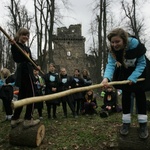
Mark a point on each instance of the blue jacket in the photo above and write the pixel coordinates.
(139, 68)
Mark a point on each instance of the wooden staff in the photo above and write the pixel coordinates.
(30, 100)
(20, 49)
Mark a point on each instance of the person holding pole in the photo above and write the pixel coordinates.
(24, 78)
(126, 61)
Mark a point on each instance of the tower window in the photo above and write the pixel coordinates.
(68, 53)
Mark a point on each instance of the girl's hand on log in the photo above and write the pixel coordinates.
(130, 83)
(105, 83)
(12, 41)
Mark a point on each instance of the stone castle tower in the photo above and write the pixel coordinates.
(69, 48)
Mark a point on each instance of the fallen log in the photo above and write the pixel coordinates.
(31, 137)
(132, 141)
(26, 101)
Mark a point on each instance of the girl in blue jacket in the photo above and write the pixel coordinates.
(126, 61)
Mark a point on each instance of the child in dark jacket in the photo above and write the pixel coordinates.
(90, 103)
(110, 102)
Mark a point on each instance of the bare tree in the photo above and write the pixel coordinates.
(101, 50)
(135, 25)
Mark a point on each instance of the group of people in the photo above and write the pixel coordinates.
(31, 84)
(126, 61)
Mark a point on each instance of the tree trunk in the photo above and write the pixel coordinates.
(31, 137)
(132, 141)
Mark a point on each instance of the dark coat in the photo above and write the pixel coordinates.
(23, 64)
(51, 81)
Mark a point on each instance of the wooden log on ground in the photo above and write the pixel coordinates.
(132, 140)
(30, 100)
(31, 137)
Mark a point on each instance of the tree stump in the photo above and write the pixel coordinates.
(132, 140)
(31, 137)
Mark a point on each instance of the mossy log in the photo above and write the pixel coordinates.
(31, 137)
(132, 140)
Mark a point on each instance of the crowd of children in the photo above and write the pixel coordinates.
* * *
- WORK TO BE COMPLETED -
Pictures do not belong in the copy. Output all of the records exactly.

- EXERCISE RESULT -
Mark a point on each instance of the blue jacket in the photo above and write the pixel coordinates.
(139, 68)
Mark a point on each instance of the wooden staff in the photo above and write the pixel coordinates.
(30, 100)
(20, 49)
Mark a point on each instance of the person holding pole in the photo above and write the pixel coordinates.
(24, 78)
(126, 61)
Mark a point on each instance of the tower window in the photo above and write the pixel coordinates.
(68, 53)
Mark a point on each instance of the girl's hand on log in the photo above and write the pixel coordinates.
(130, 83)
(105, 83)
(12, 41)
Mark a point on each instance of the stone castle tower in the photo above and write the pixel coordinates.
(69, 48)
Mark a point on each instance of the fallen log in the photo above and write the pixel coordinates.
(31, 137)
(132, 141)
(26, 101)
Mark a point on each instance of the girl in blue jacket in the photo above and write the pixel coordinates.
(126, 61)
Mark a point on each instance of the child in dark jacket in the photo above and write the pixel coordinates.
(90, 103)
(110, 102)
Mark a point on each instance of the bare tree in the photo above and write the pixel coordinates.
(101, 50)
(135, 25)
Mark a point on each instance of the group of people in the photo above and write the pixel coordinates.
(31, 84)
(126, 61)
Mark a point on each instance of the tree trunk in the photo above and write the pixel coordinates.
(31, 137)
(132, 141)
Mark a point on each instance of the dark coat in the photo above and write the pixel coordinates.
(23, 64)
(51, 81)
Mark a point on each instance of the wooden log on ground in the photo above and write the pixel coordinates.
(132, 140)
(30, 100)
(31, 137)
Mark a point on each instance of the tree stump in the photo above and write the pixel coordinates.
(132, 140)
(31, 137)
Mark a point on each instance of the mossy log in the photo above and write the pixel coordinates.
(31, 137)
(132, 140)
Mark a point on each instance of the crowd of children in the photo above and write the pixel coordinates.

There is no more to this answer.